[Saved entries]
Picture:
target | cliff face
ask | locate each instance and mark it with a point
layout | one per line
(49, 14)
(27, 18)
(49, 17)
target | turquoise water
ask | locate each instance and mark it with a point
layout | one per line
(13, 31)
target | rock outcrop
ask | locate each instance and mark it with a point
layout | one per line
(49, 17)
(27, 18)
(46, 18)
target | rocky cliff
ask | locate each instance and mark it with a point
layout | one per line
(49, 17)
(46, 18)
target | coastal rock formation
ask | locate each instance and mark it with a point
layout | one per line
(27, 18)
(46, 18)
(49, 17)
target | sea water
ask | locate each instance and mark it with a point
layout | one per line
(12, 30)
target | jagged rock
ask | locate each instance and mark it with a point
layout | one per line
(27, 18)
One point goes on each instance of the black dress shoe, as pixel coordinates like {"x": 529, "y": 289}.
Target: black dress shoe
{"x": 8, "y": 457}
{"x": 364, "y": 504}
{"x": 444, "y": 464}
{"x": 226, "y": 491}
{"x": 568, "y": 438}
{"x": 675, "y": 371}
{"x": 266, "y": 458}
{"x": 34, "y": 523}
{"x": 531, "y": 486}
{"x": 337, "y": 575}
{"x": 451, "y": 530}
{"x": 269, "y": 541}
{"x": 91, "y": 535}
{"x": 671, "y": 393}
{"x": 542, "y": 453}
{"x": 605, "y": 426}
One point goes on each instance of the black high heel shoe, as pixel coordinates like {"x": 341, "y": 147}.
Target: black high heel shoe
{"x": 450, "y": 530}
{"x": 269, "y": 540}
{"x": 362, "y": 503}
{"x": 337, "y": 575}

◆ **ASSIGNMENT**
Search the data and copy each line containing "cliff".

◆ **RESPONSE FOR THIS EXERCISE**
target | cliff face
target | rocky cliff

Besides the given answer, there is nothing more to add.